◆ **TEXT**

------------------------------------------------------------------------

Sheila Faith Funa Esposito v Nyali Academic Services t/a the Mombasa Academy [2022] KEELRC 784 (KLR)
Full Case Text
REPUBLIC OF KENYA
IN THE EMPLOYMENT AND LABOUR RELATIONS COURT OF KENYA AT MOMBASA
CAUSE NO. 271 OF 2018
SHEILA FAITH FUNA ESPOSITO............................................................................................CLAIMANT
- VERSUS -
NYALI ACADEMIC SERVICES T/A THE MOMBASA ACADEMY.............................. RESPONDENT
(Before Hon. Justice Byram Ongaya on Friday 18th February, 2022)
JUDGMENT
The claimant filed the memorandum of claim on 24. 04. 2018 through Anne Wamithi and Company Advocates. There is no dispute that at all material time the claimant was employed by the respondent as a mathematics and science teacher as per the letter of employment dated 29. 05. 2015 for the term 01. 09. 2015 to 30. 06. 2017 at Kshs.70, 000. 00 per month. The contract was renewed on 08. 05. 2017 for the period between 01. 09. 2017 and 30. 06. 2019.
The claimant’s case is that on 20. 04. 2017 she notified the respondent that effective 03. 09. 2017 she would be due for maternity leave and requested the respondent to make alternative arrangements for her teaching assignments during the coming maternity leave. The claimant states that she had an early emergency caesarean section and was blessed with twins on 04. 08. 2017 so that her maternity leave had to commence accordingly. It is her case that while on maternity leave in October and November 2017, the respondent withheld her monthly salaries. The claimant alleges that during the maternity leave the respondent harassed, intimidated and discriminated her occasioning great psychological torture, loss and damages resulting in unlawful dismissal on 25. 01. 2018 in violation of Articles 27(4); 28; 41; and 50 of the Constitution of Kenya 2010, section 5(2) and (3); 29; 31; 41; 44(1) and (2); 46(a), (b) and (h) of the Employment Act and the 3rd schedule of the Income Tax Act. The particulars of intimidation, harassment and discrimination were pleaded as follows:
a) On 09. 11. 2017 the respondent wrote asking the claimant to forego her maternity leave and to report to work on 06. 11. 2017. The claimant replied that her maternity leave was to end on 28. 11. 2017.
b) The claimant reported at work on 29. 11. 2017 the respondent failed to assign her duties despite her request to be so assigned.
c) By notice dated 30. 11. 2017 the respondent invited the claimant to a disciplinary meeting on 01. 12. 2017 and the claimant states the disciplinary proceeding was about her maternity leave.

------------------------------------------------------------------------

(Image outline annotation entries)
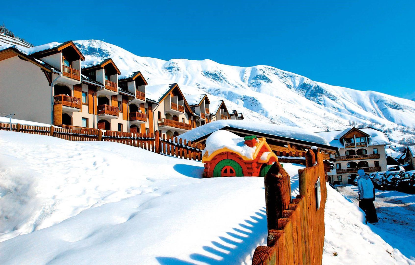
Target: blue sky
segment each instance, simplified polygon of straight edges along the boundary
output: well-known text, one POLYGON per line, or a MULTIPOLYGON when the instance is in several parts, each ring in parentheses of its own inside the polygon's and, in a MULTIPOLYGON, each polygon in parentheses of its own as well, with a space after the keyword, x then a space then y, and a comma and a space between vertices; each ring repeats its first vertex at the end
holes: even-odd
POLYGON ((415 98, 415 1, 15 0, 2 7, 0 22, 35 45, 95 39, 142 56, 268 65, 415 98))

------------------------------------------------------------------------

◆ **THE TASKS**
• a. According to the judgment, which subjects did the respondent employ the claimant to teach?
• b. Reproduce the stretch of the judgment from "c) By notice" through "her maternity leave.".

◆ **RESULTS IN ORDER**
• a. Mathematics and science.

• b.
c) By notice dated 30. 11. 2017 the respondent invited the claimant to a disciplinary meeting on 01. 12. 2017 and the claimant states the disciplinary proceeding was about her maternity leave.